Content starts

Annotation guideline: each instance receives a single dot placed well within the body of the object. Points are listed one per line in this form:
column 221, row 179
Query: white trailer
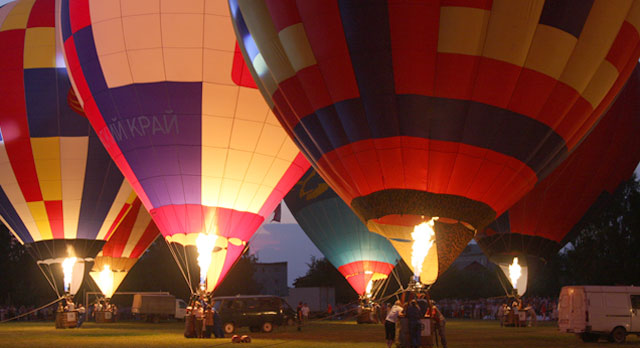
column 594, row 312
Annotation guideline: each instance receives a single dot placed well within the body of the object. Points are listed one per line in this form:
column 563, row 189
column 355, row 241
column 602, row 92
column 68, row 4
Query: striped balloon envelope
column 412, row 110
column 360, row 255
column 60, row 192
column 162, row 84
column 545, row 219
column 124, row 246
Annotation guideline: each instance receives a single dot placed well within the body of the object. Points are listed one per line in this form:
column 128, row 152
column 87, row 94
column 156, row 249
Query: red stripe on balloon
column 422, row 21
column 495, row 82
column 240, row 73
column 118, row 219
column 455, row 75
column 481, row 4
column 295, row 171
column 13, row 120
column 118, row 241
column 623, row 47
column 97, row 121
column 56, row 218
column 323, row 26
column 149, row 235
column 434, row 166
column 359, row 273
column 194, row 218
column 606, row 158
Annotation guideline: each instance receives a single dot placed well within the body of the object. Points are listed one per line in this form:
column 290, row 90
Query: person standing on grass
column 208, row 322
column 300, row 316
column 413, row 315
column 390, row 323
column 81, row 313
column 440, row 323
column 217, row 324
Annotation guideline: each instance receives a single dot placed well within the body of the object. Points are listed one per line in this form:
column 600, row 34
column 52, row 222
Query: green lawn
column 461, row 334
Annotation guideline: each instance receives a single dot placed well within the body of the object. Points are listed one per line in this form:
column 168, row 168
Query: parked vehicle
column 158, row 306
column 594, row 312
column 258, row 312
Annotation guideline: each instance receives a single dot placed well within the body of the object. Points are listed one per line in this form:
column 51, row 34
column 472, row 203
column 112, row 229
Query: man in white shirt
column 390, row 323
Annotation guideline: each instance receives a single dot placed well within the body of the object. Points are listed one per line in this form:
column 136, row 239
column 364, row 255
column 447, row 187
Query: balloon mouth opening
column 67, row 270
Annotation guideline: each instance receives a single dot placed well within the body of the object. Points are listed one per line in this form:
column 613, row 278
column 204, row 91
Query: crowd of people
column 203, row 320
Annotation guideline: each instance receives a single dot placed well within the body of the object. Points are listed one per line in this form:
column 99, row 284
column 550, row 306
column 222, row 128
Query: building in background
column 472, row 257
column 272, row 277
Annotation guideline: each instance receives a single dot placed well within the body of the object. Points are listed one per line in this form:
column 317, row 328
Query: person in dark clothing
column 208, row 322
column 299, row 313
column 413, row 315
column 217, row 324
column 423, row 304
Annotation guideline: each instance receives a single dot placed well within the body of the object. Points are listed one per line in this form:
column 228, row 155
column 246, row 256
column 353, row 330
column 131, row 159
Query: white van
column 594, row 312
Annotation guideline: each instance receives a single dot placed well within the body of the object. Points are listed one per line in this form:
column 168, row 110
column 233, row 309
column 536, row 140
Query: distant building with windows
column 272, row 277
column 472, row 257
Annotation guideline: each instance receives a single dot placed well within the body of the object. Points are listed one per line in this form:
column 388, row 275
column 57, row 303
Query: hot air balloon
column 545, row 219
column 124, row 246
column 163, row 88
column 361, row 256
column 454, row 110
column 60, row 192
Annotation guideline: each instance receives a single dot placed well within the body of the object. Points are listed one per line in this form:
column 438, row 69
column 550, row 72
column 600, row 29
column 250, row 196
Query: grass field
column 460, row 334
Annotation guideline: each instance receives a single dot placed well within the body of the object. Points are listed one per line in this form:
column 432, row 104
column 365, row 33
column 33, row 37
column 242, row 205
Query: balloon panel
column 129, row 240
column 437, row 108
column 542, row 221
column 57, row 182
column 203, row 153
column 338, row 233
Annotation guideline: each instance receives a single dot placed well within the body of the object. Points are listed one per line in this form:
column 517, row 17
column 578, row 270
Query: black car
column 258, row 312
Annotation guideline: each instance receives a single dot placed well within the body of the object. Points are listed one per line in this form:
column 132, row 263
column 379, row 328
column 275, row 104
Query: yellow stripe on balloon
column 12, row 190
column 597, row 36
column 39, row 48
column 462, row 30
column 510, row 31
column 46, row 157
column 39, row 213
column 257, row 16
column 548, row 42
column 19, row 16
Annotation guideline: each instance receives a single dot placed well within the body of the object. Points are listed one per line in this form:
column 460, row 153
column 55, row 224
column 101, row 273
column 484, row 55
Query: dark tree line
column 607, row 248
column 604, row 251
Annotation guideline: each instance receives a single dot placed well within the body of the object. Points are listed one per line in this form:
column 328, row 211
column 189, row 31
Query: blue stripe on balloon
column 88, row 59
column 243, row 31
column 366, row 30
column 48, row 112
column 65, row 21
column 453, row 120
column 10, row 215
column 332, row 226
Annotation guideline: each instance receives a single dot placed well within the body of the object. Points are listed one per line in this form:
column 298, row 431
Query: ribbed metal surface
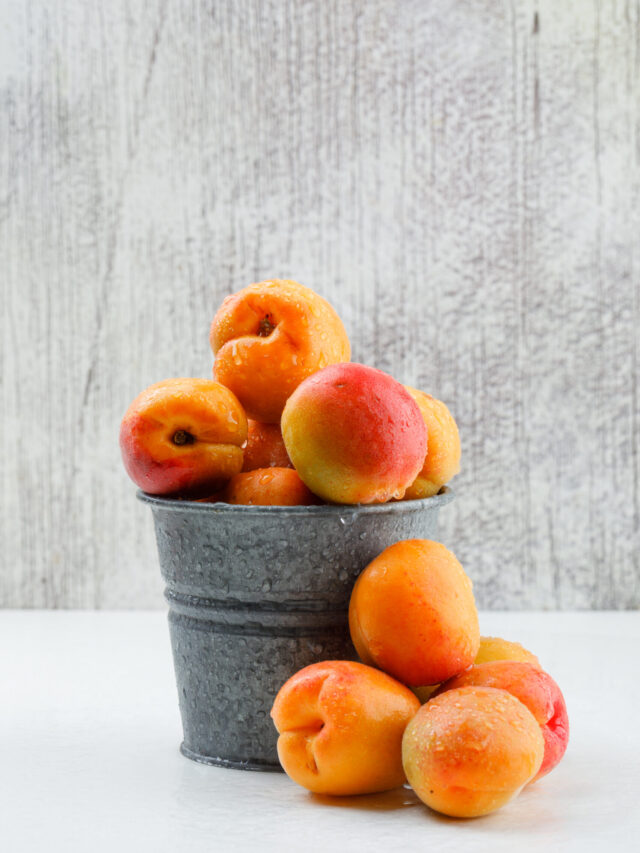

Content ends

§ Aim of the exercise: Write the lines above out again exactly, without any of their pictures.

§ Task result:
Annotation guideline: each instance receives a single dot placed well within the body of the object. Points are listed one per line in this form:
column 221, row 179
Query: white trailer
column 594, row 312
Annotation guideline: each instance receives a single dot placed well within the body of the object. Points are listed one per line in this form:
column 563, row 189
column 355, row 241
column 602, row 92
column 68, row 4
Query: striped balloon envelope
column 412, row 110
column 360, row 255
column 60, row 192
column 162, row 84
column 545, row 219
column 124, row 246
Annotation guideline: each instance receives a single dot placed well within the body of the object. Points are listed one per line in this form:
column 128, row 152
column 87, row 94
column 156, row 249
Query: red stripe on balloon
column 422, row 21
column 495, row 82
column 240, row 73
column 118, row 219
column 455, row 75
column 481, row 4
column 295, row 171
column 13, row 120
column 118, row 241
column 623, row 47
column 97, row 121
column 56, row 218
column 323, row 26
column 149, row 235
column 434, row 166
column 359, row 273
column 194, row 218
column 606, row 158
Annotation guideline: each instance receives a single dot placed well within the body of the object. Points are listed one per line in this form:
column 290, row 90
Query: person standing on grass
column 208, row 322
column 300, row 316
column 413, row 315
column 390, row 323
column 81, row 313
column 440, row 323
column 217, row 324
Annotation guideline: each instance receives a single dot placed well within the body of the object. Points are listed one per line in this form:
column 600, row 34
column 52, row 222
Query: green lawn
column 461, row 334
Annotation guideline: each instance receives a single dot placed well within the body of the object. Points are listed one per line in this form:
column 168, row 168
Query: parked vehicle
column 158, row 306
column 594, row 312
column 258, row 312
Annotation guideline: each instance receives a single dot placed well within the body of the object. Points are listed one per line in this form:
column 51, row 34
column 472, row 203
column 112, row 229
Query: man in white shirt
column 390, row 323
Annotation guideline: each instance receives a single dot placed well within the body of the object. Points are listed one per line in this form:
column 136, row 239
column 364, row 255
column 447, row 187
Query: balloon mouth opening
column 67, row 270
Annotation guideline: each instance receives a single dot placed well within the body of the object. Points are listed one per line in this form:
column 613, row 278
column 204, row 91
Query: crowd of people
column 203, row 320
Annotation guideline: each instance receives a single dot placed well within the body of the object. Points are listed one per line in this form:
column 99, row 284
column 550, row 306
column 222, row 128
Query: building in background
column 472, row 257
column 272, row 277
Annotation guideline: each instance receives a single dot placed well within the body of the object. Points are listed one per line in this form:
column 317, row 328
Query: person in dark clothing
column 208, row 322
column 299, row 313
column 413, row 315
column 217, row 324
column 423, row 304
Annotation guideline: each instance receives a single dot placed well within the body of the object. Points are listed one per line in this form:
column 228, row 155
column 246, row 256
column 353, row 330
column 131, row 159
Query: white van
column 594, row 312
Annotation guideline: each instance receives a single dot placed well within the body of the object. Points are listed one per line in this form:
column 168, row 110
column 233, row 309
column 536, row 140
Query: distant building with windows
column 272, row 277
column 472, row 257
Annotation guideline: each instance receives a single dot placed well within the body of the object. Points are listed one per line in this form:
column 388, row 275
column 57, row 303
Query: hot air balloon
column 545, row 219
column 124, row 246
column 163, row 88
column 361, row 256
column 454, row 110
column 60, row 192
Annotation guideline: each instance receives a single dot placed well within the body of the object. Points are listed one per line in this form:
column 438, row 69
column 550, row 72
column 600, row 29
column 250, row 196
Query: grass field
column 460, row 334
Annotation guideline: each instance receives a single dot placed well within the body of the object. Points are listed one per line in this form:
column 432, row 104
column 365, row 33
column 33, row 37
column 242, row 205
Query: balloon panel
column 129, row 240
column 437, row 108
column 542, row 221
column 57, row 182
column 203, row 153
column 338, row 233
Annotation guideline: each instance receives a single dot placed well within the body of the object. Points are listed one per line in this form:
column 517, row 17
column 578, row 270
Query: black car
column 258, row 312
Annotation guideline: each instance receives a single dot placed well within the body of the object. Points are listed one per line in this form:
column 132, row 263
column 379, row 328
column 275, row 104
Query: yellow stripe on balloon
column 12, row 190
column 597, row 36
column 39, row 48
column 462, row 30
column 510, row 31
column 46, row 157
column 39, row 213
column 257, row 16
column 548, row 42
column 19, row 16
Annotation guideline: each instance receives a single dot placed well within the body of the object. Points are listed one per line in this form:
column 460, row 153
column 55, row 224
column 101, row 273
column 484, row 55
Query: dark tree line
column 607, row 248
column 604, row 251
Annotation guideline: each instance receives a single dot placed well within the body of the object. Points are listed one per line in this form:
column 328, row 211
column 189, row 31
Query: blue stripe on balloon
column 88, row 59
column 243, row 31
column 366, row 30
column 48, row 112
column 65, row 21
column 453, row 120
column 10, row 215
column 332, row 226
Annotation guideline: each instance receives a single dot placed well within the body of the object. Points are listed one per line in this form:
column 298, row 431
Query: ribbed metal surface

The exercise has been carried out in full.